## PROBLEM
Tally the lines in the records below that contain the string "dried", treating uppercase and lowercase as different. Reply with the number only.

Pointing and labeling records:
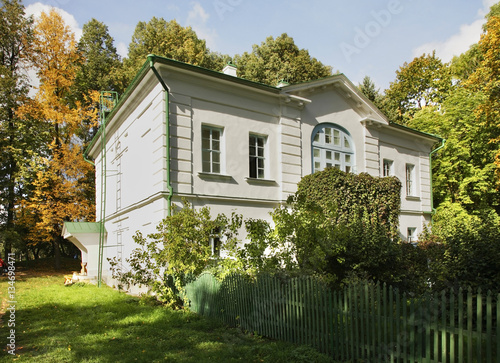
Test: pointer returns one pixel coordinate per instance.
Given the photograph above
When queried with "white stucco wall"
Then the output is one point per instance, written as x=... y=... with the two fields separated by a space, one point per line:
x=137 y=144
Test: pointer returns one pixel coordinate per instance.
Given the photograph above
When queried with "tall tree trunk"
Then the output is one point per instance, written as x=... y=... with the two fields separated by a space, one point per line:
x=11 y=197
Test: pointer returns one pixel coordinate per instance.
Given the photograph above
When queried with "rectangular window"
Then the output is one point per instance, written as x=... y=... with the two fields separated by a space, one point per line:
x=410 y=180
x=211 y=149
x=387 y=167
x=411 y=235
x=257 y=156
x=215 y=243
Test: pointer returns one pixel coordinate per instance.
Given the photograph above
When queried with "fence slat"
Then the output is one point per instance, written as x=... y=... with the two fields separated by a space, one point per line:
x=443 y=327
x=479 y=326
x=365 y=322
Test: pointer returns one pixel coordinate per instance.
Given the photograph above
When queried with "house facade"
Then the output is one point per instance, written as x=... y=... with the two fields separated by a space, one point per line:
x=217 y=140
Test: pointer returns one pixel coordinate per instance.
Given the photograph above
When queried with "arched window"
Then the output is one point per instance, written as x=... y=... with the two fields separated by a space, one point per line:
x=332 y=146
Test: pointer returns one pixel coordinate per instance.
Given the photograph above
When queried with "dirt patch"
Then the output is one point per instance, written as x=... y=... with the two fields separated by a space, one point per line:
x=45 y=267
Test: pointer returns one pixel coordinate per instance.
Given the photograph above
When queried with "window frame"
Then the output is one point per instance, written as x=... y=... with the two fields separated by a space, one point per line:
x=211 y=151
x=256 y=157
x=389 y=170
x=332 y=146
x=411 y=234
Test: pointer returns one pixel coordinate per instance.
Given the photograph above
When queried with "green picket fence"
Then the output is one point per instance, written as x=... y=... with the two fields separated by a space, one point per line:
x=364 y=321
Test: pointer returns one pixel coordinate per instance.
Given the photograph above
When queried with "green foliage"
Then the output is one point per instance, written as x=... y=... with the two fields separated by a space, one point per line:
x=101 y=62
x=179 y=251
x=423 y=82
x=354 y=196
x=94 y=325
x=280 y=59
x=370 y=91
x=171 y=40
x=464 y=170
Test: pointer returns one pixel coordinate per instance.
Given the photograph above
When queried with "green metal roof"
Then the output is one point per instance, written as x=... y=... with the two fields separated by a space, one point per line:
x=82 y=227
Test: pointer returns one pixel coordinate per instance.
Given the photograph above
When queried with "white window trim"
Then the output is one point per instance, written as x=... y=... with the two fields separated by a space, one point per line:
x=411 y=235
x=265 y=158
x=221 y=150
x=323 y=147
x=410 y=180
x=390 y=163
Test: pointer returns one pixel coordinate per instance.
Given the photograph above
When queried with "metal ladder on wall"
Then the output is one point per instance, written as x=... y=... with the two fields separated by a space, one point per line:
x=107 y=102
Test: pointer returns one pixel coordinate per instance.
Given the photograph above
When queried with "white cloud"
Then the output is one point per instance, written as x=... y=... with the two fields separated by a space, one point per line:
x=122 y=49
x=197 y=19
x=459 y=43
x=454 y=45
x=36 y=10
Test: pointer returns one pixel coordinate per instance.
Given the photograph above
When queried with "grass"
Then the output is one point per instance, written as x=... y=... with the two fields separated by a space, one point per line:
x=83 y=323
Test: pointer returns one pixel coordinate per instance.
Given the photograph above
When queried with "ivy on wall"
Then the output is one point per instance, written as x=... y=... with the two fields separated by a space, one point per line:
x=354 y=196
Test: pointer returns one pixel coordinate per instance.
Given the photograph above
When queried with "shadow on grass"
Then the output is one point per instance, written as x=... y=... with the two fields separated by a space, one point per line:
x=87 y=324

--

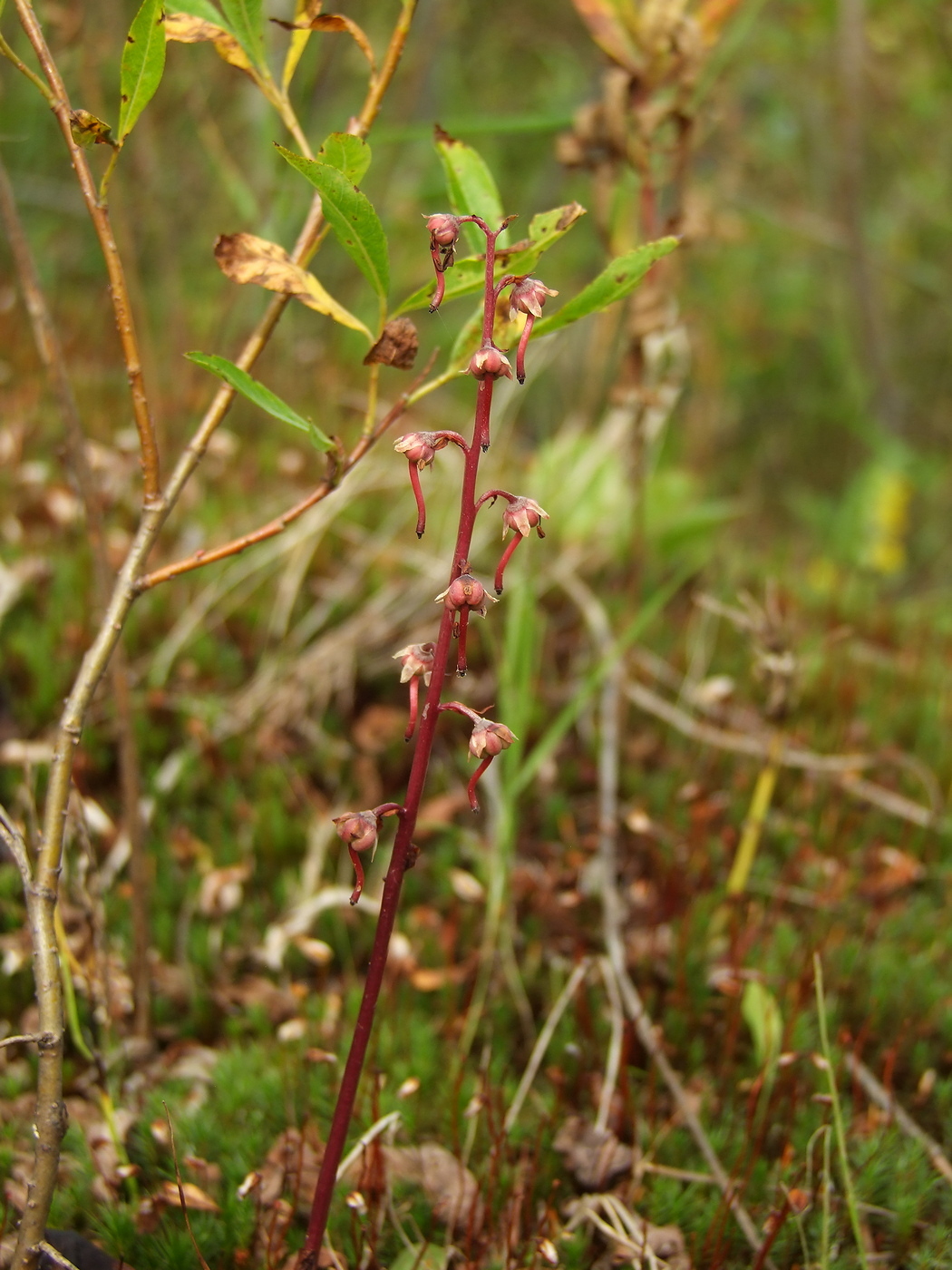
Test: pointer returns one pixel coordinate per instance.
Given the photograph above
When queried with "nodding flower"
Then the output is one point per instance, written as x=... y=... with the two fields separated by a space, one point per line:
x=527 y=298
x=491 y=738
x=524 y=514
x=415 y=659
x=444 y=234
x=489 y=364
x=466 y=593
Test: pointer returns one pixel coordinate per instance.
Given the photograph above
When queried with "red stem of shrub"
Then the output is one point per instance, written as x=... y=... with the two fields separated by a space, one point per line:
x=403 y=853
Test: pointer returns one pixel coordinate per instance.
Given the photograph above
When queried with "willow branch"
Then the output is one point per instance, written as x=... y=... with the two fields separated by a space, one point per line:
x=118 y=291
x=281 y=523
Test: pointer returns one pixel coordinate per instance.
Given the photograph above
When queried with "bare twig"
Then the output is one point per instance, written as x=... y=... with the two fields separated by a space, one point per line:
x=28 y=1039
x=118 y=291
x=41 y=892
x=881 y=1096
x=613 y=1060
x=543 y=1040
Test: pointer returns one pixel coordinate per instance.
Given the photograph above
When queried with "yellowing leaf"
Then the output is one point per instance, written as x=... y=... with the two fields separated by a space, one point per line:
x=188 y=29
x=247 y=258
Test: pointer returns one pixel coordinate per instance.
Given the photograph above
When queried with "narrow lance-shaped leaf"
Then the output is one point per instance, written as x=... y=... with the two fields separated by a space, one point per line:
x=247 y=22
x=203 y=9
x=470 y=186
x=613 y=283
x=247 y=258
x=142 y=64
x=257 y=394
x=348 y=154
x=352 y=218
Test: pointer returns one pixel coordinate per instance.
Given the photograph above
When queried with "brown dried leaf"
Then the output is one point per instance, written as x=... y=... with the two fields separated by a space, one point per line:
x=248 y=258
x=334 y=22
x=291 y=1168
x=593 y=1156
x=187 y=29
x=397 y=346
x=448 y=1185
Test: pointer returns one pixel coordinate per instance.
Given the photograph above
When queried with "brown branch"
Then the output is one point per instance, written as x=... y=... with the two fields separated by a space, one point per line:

--

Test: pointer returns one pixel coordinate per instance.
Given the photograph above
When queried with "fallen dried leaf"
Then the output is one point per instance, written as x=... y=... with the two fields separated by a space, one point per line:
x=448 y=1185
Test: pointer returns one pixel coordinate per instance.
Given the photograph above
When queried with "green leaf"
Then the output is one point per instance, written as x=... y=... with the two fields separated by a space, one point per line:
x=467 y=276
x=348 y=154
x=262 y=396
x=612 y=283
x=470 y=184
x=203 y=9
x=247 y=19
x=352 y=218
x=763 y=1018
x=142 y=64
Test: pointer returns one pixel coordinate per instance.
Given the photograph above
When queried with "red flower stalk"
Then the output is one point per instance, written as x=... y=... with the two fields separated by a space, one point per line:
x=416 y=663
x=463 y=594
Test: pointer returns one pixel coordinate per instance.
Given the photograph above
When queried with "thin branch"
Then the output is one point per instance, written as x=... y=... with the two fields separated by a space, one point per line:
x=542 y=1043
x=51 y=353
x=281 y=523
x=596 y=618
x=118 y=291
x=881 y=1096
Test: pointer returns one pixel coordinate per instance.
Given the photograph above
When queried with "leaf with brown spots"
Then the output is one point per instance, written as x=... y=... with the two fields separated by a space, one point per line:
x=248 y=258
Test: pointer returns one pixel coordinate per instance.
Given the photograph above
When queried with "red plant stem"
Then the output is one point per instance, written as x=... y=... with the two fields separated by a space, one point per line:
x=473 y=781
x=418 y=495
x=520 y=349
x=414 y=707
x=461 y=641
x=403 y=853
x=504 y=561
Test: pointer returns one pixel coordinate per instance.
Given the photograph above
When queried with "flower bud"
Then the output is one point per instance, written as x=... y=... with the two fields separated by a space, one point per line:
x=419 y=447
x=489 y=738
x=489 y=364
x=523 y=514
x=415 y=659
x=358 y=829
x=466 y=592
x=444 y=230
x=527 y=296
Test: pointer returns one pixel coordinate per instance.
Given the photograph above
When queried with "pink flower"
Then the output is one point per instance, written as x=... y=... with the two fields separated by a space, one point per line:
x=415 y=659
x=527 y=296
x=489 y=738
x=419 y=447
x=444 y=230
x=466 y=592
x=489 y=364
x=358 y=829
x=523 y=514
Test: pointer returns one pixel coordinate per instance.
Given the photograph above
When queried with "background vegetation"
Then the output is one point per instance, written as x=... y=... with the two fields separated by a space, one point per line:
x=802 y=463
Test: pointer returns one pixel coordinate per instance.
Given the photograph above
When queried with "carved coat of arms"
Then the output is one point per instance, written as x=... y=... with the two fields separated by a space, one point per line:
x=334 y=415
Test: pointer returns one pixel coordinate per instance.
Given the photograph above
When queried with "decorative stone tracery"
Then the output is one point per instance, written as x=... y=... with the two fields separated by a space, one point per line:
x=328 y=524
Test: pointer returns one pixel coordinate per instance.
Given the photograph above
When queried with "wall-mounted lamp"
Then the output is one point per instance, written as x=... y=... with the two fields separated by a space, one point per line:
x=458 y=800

## COMPLETE OUTPUT
2